Segmentation mask data
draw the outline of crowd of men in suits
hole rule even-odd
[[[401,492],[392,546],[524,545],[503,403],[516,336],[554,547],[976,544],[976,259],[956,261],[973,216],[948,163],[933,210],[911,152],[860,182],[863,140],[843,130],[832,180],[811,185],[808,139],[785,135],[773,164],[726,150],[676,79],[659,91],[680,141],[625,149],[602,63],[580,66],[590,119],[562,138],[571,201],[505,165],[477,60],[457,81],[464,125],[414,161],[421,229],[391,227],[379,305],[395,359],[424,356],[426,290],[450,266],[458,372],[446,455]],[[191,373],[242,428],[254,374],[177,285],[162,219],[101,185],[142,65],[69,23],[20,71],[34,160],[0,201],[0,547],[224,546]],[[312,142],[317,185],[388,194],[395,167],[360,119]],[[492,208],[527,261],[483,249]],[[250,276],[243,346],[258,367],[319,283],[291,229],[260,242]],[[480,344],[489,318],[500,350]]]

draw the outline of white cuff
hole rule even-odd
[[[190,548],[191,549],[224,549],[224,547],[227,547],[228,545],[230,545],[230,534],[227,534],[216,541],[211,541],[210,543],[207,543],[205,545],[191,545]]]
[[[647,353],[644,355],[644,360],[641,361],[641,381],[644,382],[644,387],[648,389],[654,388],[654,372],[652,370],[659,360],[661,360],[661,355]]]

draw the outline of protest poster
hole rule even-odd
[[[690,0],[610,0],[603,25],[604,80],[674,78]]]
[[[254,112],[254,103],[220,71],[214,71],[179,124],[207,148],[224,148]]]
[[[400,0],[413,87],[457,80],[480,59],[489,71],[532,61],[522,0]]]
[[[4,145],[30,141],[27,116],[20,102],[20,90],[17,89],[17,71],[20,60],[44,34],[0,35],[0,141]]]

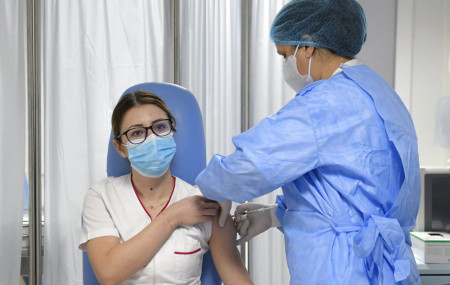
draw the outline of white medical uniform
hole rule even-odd
[[[175,187],[166,207],[183,198],[202,195],[180,178],[174,180]],[[130,174],[105,178],[86,194],[79,248],[85,250],[88,240],[102,236],[115,236],[121,243],[125,242],[151,222],[133,188]],[[177,227],[152,260],[122,284],[200,284],[211,230],[211,221]]]

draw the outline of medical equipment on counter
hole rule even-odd
[[[411,232],[414,256],[424,263],[450,263],[450,234]]]
[[[423,166],[420,175],[417,231],[450,233],[450,167]]]

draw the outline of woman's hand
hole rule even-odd
[[[219,204],[203,196],[184,198],[164,210],[174,227],[210,221],[217,215]]]

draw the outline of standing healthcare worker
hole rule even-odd
[[[274,206],[239,205],[235,222],[241,243],[269,227],[284,232],[291,284],[420,284],[409,237],[417,138],[395,91],[354,58],[366,39],[361,6],[294,0],[270,36],[298,93],[235,136],[236,151],[214,155],[196,184],[226,215],[224,201],[282,187]]]

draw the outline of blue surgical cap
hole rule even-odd
[[[328,48],[346,57],[361,50],[366,35],[366,17],[355,0],[293,0],[270,29],[277,45]]]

• **TASK DIRECTIONS**
Transcribe all of the records above exactly; no image should appear in what you write.

• **THE ANSWER**
draw the outline of crowd of men in suits
hole rule even-odd
[[[401,492],[392,546],[524,545],[503,403],[516,336],[554,547],[976,544],[976,259],[956,261],[973,216],[948,163],[933,210],[911,152],[860,182],[863,140],[843,130],[832,180],[811,185],[808,139],[785,135],[773,164],[726,150],[676,79],[659,91],[680,141],[625,149],[602,63],[580,66],[590,119],[562,138],[571,201],[505,165],[477,60],[457,81],[464,125],[414,161],[421,229],[391,227],[379,305],[395,359],[424,356],[426,290],[450,266],[458,372],[446,455]],[[191,373],[242,428],[254,374],[177,285],[162,219],[101,185],[142,65],[69,23],[20,71],[34,160],[0,201],[0,547],[224,546]],[[312,142],[317,185],[388,194],[395,167],[360,119]],[[492,208],[527,261],[483,249]],[[250,276],[243,346],[258,367],[319,283],[291,229],[260,242]],[[480,344],[489,318],[500,350]]]

draw the outline of white cuff
hole rule even-odd
[[[190,548],[191,549],[224,549],[224,547],[227,547],[228,545],[230,545],[230,534],[227,534],[216,541],[211,541],[210,543],[207,543],[205,545],[191,545]]]
[[[647,353],[644,355],[644,360],[641,361],[641,381],[644,382],[644,387],[648,389],[654,388],[654,372],[652,370],[659,360],[661,360],[661,355]]]

draw the outline of protest poster
hole rule even-odd
[[[690,0],[610,0],[603,25],[604,80],[674,78]]]
[[[254,112],[254,103],[220,71],[214,71],[179,124],[207,148],[224,148]]]
[[[400,0],[413,87],[457,80],[480,59],[489,71],[532,61],[522,0]]]
[[[4,145],[30,141],[27,116],[20,102],[20,90],[17,89],[17,71],[20,60],[44,34],[0,35],[0,141]]]

draw the outline of white medical uniform
hole rule even-odd
[[[175,187],[166,207],[183,198],[202,195],[180,178],[174,180]],[[130,174],[105,178],[86,194],[79,248],[85,250],[88,240],[102,236],[115,236],[121,243],[125,242],[151,222],[133,188]],[[177,227],[152,260],[122,284],[200,284],[211,230],[211,221]]]

draw the outline of medical equipment on counter
hole rule even-odd
[[[411,232],[414,256],[424,263],[450,263],[450,234]]]
[[[423,166],[420,175],[417,231],[450,233],[450,167]]]

draw the outline of woman's hand
hole rule even-odd
[[[219,204],[203,196],[184,198],[164,210],[174,227],[210,221],[217,215]]]

draw the outline of standing healthcare worker
hole rule even-odd
[[[274,206],[239,205],[235,222],[241,243],[269,227],[284,232],[291,284],[420,284],[409,237],[417,138],[395,91],[354,58],[366,39],[361,6],[294,0],[270,36],[298,93],[235,136],[236,151],[214,155],[196,184],[226,215],[224,201],[282,187]]]

draw the outline of blue surgical cap
hole rule even-odd
[[[328,48],[346,57],[361,50],[366,35],[366,17],[355,0],[293,0],[270,29],[277,45]]]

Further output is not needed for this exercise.